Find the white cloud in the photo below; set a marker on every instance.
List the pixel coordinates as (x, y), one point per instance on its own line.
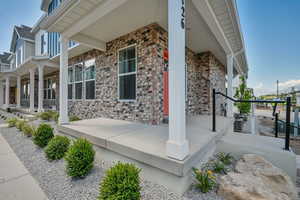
(260, 89)
(287, 85)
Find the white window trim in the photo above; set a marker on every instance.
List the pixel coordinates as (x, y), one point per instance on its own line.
(71, 83)
(82, 81)
(93, 61)
(130, 73)
(47, 88)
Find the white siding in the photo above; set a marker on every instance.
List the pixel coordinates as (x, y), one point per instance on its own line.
(38, 43)
(28, 50)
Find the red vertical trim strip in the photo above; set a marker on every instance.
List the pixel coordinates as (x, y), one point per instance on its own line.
(166, 93)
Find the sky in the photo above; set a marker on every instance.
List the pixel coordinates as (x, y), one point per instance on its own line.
(16, 12)
(271, 30)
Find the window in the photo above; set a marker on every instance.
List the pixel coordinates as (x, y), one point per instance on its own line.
(90, 79)
(19, 56)
(49, 89)
(70, 82)
(78, 81)
(25, 91)
(127, 73)
(53, 5)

• _REQUIRED WORK_
Copy all of the data above line for line, leaving out the picture.

• _EXERCISE RESPONSE_
Find the white cloud in the photo below; set a marker on every instance.
List the pixel coordinates as (x, y), one point per instance on its own line.
(260, 89)
(287, 85)
Find the white window trim in the photo above; set a marker on every instance.
List the pixel coordinates as (x, y), one point per instance on its own line.
(71, 83)
(82, 81)
(93, 61)
(130, 73)
(47, 88)
Find the white siding in the photo above; set a marker on every instance.
List the pixel coordinates as (x, y), one point per instance on its own line.
(38, 43)
(28, 50)
Find the red vertical trim strip in the photo above; set a marker on every instance.
List the pixel coordinates as (x, y), one point per instance on its own line.
(166, 93)
Find the sky in the photo above; set a marker on every instance.
List the pixel coordinates as (x, y), one point per instance on its own line.
(16, 12)
(271, 30)
Find the window in the photo above; set a marker on every instance.
List the pixel coordinates as (x, y), one point per instance on its own line.
(90, 79)
(19, 56)
(49, 89)
(70, 82)
(78, 81)
(25, 91)
(127, 73)
(53, 5)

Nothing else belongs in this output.